Reproduce the lines below, starting with the line containing "TARGET = submerged rock" and continuing through the line containing "(1035, 793)", with every coordinate in the answers shifted by -53.

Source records
— start —

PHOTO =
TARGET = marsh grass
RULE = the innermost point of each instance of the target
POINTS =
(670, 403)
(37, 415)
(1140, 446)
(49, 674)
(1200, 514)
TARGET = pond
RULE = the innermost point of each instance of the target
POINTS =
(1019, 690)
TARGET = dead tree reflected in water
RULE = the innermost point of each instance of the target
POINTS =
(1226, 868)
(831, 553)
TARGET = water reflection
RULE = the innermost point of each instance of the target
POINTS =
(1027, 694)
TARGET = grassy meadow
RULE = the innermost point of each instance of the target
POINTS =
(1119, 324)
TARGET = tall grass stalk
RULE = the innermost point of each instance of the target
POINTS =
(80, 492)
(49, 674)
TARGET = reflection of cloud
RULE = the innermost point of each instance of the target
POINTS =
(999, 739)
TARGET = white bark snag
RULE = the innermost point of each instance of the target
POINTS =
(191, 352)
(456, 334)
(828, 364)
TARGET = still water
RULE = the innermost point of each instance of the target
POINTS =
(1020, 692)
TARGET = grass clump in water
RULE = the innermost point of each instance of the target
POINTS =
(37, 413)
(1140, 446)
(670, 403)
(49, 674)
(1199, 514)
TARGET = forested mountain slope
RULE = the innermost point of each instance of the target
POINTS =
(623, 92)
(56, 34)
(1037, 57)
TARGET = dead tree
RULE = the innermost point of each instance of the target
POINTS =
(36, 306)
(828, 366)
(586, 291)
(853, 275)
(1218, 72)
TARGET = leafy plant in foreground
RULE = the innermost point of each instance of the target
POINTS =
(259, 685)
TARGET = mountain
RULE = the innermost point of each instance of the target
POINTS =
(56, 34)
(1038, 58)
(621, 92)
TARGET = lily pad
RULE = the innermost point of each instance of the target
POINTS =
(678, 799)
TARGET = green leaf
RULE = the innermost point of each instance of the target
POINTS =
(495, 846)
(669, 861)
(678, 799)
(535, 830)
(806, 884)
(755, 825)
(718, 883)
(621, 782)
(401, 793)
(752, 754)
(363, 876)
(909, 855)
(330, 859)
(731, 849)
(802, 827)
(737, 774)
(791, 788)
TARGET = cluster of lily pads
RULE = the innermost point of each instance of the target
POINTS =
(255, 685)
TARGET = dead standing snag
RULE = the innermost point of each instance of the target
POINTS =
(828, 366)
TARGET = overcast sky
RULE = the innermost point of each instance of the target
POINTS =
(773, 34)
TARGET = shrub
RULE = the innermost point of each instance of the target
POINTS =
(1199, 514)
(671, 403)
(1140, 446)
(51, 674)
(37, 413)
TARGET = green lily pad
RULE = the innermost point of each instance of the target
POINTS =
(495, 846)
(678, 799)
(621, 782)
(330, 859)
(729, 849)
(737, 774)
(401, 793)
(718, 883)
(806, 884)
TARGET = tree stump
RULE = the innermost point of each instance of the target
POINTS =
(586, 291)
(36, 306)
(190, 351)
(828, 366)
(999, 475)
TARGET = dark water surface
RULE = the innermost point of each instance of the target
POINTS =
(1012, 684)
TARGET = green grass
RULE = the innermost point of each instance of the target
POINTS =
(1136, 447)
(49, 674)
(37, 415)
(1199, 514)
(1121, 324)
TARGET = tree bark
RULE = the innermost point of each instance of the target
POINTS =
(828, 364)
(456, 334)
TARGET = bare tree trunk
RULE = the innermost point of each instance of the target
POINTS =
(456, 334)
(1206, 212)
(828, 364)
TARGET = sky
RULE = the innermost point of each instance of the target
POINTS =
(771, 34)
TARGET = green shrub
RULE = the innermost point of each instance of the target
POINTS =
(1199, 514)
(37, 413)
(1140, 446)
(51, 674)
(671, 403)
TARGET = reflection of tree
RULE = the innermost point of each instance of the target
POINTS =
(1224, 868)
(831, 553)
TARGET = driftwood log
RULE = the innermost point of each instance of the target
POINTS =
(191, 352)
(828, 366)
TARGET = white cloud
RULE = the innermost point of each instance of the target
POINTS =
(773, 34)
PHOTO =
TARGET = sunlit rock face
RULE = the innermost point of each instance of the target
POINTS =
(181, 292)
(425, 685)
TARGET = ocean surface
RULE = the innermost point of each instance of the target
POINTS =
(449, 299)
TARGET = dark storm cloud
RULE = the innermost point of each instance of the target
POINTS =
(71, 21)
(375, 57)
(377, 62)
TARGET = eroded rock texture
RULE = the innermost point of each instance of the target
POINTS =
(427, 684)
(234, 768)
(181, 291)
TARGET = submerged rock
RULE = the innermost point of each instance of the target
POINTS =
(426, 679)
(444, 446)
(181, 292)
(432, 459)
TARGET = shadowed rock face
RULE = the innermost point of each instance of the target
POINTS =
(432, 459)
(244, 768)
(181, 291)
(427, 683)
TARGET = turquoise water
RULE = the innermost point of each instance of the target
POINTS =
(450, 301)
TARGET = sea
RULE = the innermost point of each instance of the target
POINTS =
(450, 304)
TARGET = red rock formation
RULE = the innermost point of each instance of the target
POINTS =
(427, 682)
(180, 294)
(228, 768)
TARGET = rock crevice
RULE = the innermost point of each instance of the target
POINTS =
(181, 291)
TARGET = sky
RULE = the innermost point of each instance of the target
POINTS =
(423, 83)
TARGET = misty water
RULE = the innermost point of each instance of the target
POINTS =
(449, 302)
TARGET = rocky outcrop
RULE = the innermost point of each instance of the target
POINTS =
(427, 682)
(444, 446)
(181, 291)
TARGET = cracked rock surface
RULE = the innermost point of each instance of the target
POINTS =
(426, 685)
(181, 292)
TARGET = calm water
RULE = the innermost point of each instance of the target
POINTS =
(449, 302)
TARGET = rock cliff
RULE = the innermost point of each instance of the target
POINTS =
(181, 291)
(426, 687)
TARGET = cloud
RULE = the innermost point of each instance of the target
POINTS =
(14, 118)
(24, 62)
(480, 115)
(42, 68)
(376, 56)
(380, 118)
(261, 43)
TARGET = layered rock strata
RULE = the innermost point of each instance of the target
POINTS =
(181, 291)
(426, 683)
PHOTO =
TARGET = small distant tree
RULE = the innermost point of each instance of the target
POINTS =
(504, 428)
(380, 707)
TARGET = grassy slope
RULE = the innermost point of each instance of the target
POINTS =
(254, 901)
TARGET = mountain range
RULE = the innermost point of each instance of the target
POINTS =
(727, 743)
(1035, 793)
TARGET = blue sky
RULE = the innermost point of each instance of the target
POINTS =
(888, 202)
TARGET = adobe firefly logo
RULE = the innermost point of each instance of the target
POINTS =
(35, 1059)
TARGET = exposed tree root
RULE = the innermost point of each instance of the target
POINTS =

— end —

__OUTPUT OF THE EXERCISE__.
TARGET = submerged rock
RULE = the innermost point of each instance of the target
POINTS =
(373, 626)
(391, 393)
(128, 239)
(379, 406)
TARGET = shadowed rock face
RULE = the innermost point of each instance of the target
POINTS =
(379, 406)
(191, 715)
(128, 238)
(374, 630)
TARGET = turquoise water
RULE = the innermost point of each instance of the target
POINTS =
(397, 248)
TARGET = sea
RULE = the innermost point of each instance of the target
POINTS =
(397, 251)
TARGET = red rock formation
RULE = the innermost point of each instance of the target
POINTS =
(374, 629)
(127, 241)
(175, 715)
TARGET = rock crevice
RULE = the innermost point of each instance of the target
POINTS =
(128, 238)
TARGET = sky
RULE = the innermost point of each instance of the target
POINTS =
(370, 30)
TARGET = misty water
RULE = the innermost point of each instance of the target
POINTS =
(396, 249)
TARGET = rocky outcrop
RULE = the innermost point of each instance of the target
POINTS =
(374, 629)
(391, 393)
(128, 238)
TARGET = cracked rock surface
RULE = the innermost point of each instance of the target
POINTS =
(373, 632)
(128, 239)
TARGET = calm water
RULE = the innermost point of each instance of the target
POINTS =
(396, 249)
TARGET = rock cliff
RULE = the innermost point of each instance of the target
POINTS =
(128, 238)
(373, 634)
TARGET = cloud
RULE = the innermost point of each instance of the target
POINTS =
(-39, 65)
(-29, 9)
(427, 62)
(-11, 15)
(323, 3)
(327, 65)
(208, -10)
TARGET = layered rock strata
RULE = the innermost point of each instance of the target
POINTS =
(128, 238)
(373, 630)
PHOTO =
TARGET = small distant tree
RULE = the innermost point of each instance of the target
POINTS =
(451, 375)
(327, 654)
TARGET = grassy slope
RULE = the innermost point of each instance of the target
POINTS =
(201, 848)
TARGET = mountain range
RULE = the innermost point of each instance of the target
POINTS =
(674, 690)
(982, 740)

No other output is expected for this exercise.